§ **Task requirements**
Print the records below once again, exactly as they were given.

::::

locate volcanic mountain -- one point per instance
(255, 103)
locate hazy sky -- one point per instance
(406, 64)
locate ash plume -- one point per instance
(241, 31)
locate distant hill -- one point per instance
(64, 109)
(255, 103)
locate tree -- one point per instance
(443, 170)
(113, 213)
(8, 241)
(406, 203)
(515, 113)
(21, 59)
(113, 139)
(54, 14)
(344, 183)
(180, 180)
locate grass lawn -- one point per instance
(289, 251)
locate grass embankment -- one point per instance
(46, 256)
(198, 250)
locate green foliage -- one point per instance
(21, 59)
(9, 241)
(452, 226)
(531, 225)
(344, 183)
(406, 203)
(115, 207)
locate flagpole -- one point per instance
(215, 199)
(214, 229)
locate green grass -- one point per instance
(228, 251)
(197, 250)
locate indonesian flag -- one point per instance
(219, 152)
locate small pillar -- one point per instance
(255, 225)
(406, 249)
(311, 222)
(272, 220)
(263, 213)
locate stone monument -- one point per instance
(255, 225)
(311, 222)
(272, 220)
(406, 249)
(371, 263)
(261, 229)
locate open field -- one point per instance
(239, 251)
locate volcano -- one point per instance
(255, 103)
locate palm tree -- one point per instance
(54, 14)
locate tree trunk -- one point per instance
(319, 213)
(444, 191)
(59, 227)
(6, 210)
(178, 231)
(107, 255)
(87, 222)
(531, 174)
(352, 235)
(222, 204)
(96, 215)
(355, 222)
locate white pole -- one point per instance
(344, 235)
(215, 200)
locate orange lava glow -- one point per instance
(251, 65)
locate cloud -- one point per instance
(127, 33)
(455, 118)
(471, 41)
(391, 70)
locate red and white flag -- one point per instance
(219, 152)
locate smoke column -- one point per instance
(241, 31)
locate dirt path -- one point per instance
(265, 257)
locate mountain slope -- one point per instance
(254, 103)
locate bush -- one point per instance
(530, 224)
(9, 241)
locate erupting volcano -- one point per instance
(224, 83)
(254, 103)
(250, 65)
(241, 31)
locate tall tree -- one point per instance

::::

§ **Solved exercise**
locate volcanic mountain -- one point per instance
(255, 103)
locate hazy sky -- one point per instance
(406, 64)
locate ash plume -- one point per instance
(241, 31)
locate distant hill -- one point per instance
(64, 109)
(255, 103)
locate tree -- one point per instance
(443, 170)
(113, 213)
(8, 241)
(406, 203)
(515, 113)
(21, 59)
(113, 139)
(54, 14)
(344, 183)
(180, 180)
locate grass lawn -- one point per instance
(289, 251)
locate grass embankment -- one point per instance
(46, 256)
(198, 250)
locate green foliage -- one point per instance
(21, 59)
(9, 241)
(452, 226)
(531, 225)
(344, 183)
(406, 203)
(115, 207)
locate flagpole -- one point per instance
(215, 199)
(214, 229)
locate green grass -- one point per instance
(228, 251)
(197, 250)
locate indonesian flag -- one point per instance
(219, 152)
locate small pillar -- one point per instance
(255, 225)
(406, 249)
(311, 222)
(272, 220)
(263, 213)
locate stone monument -- one point per instance
(255, 225)
(311, 222)
(272, 220)
(406, 249)
(371, 263)
(261, 229)
locate open field -- one point per instance
(239, 251)
locate volcano -- one point per instance
(255, 103)
locate palm tree -- one point per instance
(54, 14)
locate tree trunk -- one point per instance
(319, 213)
(444, 191)
(59, 227)
(6, 210)
(178, 231)
(107, 255)
(87, 222)
(531, 174)
(352, 235)
(222, 204)
(96, 215)
(355, 222)
locate white pole -- one point per instance
(344, 235)
(215, 200)
locate orange lava glow -- one point per instance
(251, 65)
locate cloud -- one point per instance
(127, 33)
(455, 118)
(471, 41)
(391, 70)
locate red and white flag -- one point per instance
(219, 152)
locate smoke column -- one point per instance
(241, 31)
locate dirt path -- one point per instance
(265, 257)
locate mountain slope -- one point per instance
(254, 103)
locate bush -- one point per instance
(530, 224)
(9, 241)
locate erupting volcano -- one point per instance
(224, 83)
(254, 103)
(250, 65)
(241, 31)
locate tall tree -- one point per instance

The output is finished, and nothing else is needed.